• Task instructions: Begin at the line that contains "[locate] roof antenna" and reproduce it along with every line after it to the end of the listing; skip any pictures.

# start of Supplied records

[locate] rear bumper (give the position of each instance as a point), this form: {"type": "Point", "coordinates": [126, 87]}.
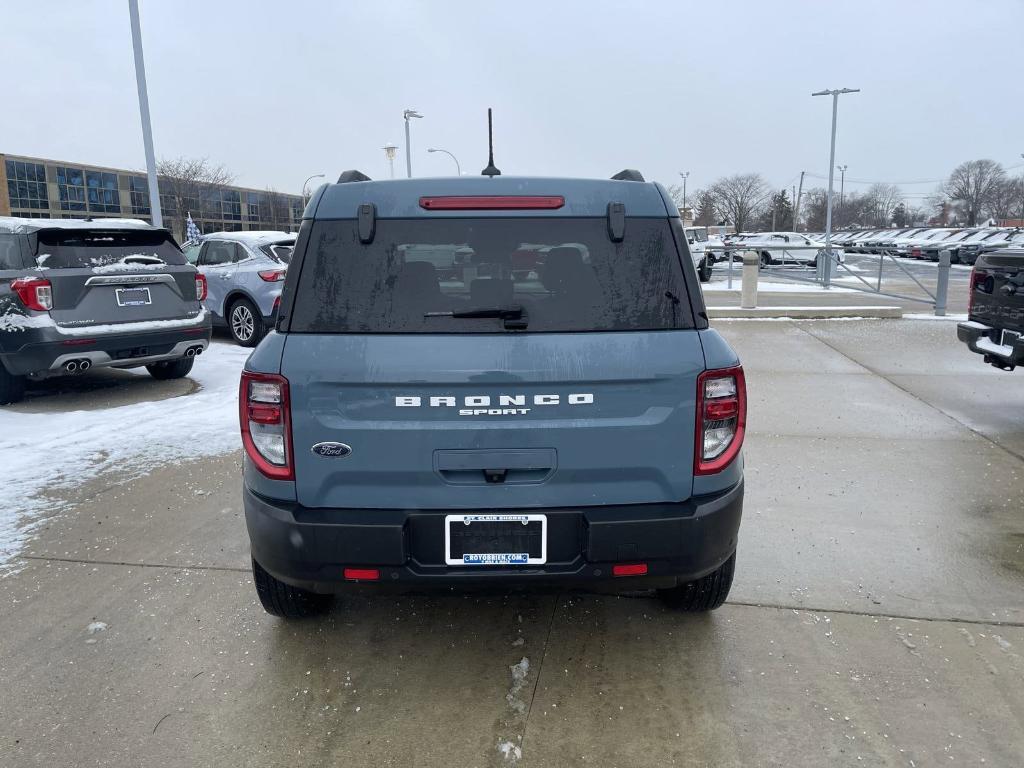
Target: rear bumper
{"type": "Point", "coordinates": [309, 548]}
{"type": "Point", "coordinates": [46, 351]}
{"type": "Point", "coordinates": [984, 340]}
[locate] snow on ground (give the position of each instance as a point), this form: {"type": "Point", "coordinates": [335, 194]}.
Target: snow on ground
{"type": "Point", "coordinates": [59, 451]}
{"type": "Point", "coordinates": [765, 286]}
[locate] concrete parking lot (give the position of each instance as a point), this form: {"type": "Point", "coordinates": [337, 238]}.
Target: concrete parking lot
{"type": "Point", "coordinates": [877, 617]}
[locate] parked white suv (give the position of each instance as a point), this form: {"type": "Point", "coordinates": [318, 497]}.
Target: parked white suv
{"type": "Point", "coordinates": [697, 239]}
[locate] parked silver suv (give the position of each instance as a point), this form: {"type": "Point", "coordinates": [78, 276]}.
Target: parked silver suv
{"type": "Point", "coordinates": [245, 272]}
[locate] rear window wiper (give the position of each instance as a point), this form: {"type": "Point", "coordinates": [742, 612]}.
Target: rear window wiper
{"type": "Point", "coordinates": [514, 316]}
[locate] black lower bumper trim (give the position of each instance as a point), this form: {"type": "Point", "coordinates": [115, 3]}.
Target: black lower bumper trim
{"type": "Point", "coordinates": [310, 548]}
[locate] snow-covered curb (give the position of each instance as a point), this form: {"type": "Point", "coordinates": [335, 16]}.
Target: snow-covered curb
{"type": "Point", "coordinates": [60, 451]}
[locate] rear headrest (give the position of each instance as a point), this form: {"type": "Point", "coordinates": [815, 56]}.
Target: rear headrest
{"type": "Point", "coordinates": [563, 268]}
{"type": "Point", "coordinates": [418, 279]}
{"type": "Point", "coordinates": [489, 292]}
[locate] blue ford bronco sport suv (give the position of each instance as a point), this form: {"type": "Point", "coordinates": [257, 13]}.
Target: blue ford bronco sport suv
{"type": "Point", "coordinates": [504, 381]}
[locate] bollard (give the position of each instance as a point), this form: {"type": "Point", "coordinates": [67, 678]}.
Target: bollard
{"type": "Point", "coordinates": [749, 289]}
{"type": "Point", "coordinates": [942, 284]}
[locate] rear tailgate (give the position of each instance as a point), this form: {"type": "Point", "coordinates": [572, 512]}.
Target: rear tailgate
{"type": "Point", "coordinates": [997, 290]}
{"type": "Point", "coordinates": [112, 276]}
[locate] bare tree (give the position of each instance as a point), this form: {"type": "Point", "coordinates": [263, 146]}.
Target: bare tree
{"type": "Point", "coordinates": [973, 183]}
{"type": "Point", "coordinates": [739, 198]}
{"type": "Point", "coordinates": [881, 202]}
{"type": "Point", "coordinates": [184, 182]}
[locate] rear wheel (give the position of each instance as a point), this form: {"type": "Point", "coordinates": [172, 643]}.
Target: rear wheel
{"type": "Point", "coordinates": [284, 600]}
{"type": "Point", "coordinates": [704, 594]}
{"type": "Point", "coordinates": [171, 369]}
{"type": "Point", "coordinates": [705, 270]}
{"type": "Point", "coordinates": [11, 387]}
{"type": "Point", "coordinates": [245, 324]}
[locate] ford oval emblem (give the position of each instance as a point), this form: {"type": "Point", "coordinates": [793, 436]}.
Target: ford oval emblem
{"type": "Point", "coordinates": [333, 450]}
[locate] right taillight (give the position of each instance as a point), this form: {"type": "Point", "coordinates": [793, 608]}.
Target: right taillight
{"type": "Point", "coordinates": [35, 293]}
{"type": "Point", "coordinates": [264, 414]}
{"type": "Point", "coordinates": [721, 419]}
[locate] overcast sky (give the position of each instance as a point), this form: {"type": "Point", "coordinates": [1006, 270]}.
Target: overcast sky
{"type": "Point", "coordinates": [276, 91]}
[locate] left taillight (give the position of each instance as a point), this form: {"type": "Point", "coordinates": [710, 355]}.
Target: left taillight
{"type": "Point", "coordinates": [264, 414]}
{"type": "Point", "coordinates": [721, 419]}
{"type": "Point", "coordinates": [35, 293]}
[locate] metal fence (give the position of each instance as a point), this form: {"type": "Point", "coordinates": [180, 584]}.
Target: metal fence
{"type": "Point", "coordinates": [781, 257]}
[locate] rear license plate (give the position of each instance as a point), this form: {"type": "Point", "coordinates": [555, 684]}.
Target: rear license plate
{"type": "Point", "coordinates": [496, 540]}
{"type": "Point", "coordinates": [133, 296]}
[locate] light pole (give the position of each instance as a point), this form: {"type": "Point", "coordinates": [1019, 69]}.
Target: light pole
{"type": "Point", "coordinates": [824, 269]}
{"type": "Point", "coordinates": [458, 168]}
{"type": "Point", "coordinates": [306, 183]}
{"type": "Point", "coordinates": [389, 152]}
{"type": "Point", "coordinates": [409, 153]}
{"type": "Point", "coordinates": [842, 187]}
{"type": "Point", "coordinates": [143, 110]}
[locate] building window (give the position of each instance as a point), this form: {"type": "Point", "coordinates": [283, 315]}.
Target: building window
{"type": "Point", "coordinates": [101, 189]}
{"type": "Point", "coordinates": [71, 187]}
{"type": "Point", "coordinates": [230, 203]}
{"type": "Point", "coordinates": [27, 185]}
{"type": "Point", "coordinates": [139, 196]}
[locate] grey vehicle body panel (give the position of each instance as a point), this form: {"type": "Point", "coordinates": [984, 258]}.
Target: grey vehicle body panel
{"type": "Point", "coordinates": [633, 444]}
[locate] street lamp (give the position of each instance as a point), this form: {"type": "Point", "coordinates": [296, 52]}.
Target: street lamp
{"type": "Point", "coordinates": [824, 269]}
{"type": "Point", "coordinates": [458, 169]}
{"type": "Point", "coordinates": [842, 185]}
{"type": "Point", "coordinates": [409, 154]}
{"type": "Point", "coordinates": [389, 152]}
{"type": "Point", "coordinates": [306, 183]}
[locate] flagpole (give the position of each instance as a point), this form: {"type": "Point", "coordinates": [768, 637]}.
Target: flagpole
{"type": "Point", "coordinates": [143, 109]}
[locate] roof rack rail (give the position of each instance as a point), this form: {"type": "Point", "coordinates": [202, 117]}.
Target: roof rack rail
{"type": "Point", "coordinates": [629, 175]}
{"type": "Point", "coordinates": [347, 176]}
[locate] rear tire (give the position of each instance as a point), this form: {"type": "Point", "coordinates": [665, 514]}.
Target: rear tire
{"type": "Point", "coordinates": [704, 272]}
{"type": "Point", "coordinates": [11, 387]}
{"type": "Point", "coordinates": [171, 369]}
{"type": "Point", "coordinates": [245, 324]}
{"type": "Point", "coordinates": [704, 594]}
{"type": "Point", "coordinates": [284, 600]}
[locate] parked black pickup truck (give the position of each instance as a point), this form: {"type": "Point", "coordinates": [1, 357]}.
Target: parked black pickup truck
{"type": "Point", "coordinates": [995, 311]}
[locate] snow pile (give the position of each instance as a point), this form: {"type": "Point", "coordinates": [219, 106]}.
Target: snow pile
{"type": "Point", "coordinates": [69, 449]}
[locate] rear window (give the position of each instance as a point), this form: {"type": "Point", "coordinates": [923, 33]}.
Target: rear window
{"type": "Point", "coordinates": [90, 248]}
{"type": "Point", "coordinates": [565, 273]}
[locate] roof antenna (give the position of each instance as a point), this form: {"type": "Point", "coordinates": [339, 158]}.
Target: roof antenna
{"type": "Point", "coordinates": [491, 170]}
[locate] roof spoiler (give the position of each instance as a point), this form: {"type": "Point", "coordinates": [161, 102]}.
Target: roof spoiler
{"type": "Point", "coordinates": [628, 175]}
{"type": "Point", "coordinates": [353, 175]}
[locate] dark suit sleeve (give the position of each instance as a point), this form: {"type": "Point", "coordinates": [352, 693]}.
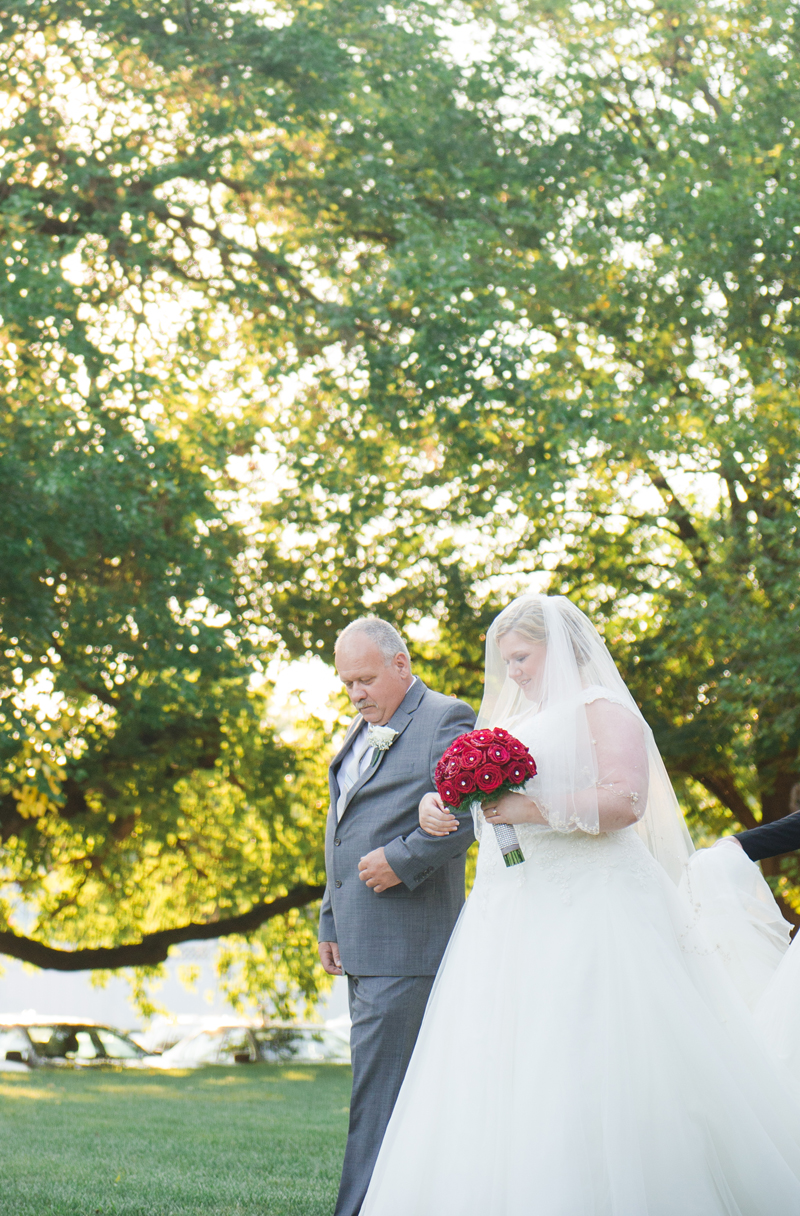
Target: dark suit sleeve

# end of Supplied records

• Output of the task:
[locate] roof antenna (give the position of each instance as a point), this form: {"type": "Point", "coordinates": [339, 158]}.
Target: roof antenna
{"type": "Point", "coordinates": [491, 170]}
[locate] roof spoiler (give the position of each instance as a point), this form: {"type": "Point", "coordinates": [161, 102]}.
Target: roof spoiler
{"type": "Point", "coordinates": [628, 175]}
{"type": "Point", "coordinates": [353, 175]}
[locate] dark suit sleeve (give the position of each instance as a point), this form: {"type": "Point", "coordinates": [352, 693]}.
Target: dark suit sleeve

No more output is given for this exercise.